## Begin RECORD EXCERPTS
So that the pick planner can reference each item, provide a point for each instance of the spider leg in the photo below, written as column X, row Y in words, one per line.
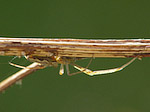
column 68, row 71
column 19, row 66
column 98, row 72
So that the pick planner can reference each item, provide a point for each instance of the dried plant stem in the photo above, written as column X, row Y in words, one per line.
column 18, row 76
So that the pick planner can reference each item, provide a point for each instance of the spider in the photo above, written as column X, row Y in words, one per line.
column 55, row 60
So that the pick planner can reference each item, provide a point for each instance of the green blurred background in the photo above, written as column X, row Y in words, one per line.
column 45, row 90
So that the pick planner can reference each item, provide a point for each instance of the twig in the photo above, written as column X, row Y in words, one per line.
column 74, row 47
column 78, row 48
column 18, row 76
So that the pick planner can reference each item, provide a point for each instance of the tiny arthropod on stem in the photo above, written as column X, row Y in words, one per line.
column 51, row 52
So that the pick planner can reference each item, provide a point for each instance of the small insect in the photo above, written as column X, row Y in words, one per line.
column 55, row 60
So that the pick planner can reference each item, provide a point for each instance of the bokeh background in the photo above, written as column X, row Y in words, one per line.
column 45, row 90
## End RECORD EXCERPTS
GIVEN INSTRUCTION
Reproduce everything from the start of the listing down to the line that contains "column 98, row 72", including both ends, and leave out any pictures.

EXPECTED OUTPUT
So that the pick planner can reference each item, provide a point for each instance of the spider leg in the photo below, written as column X, row Y in words, one per line.
column 68, row 71
column 19, row 66
column 98, row 72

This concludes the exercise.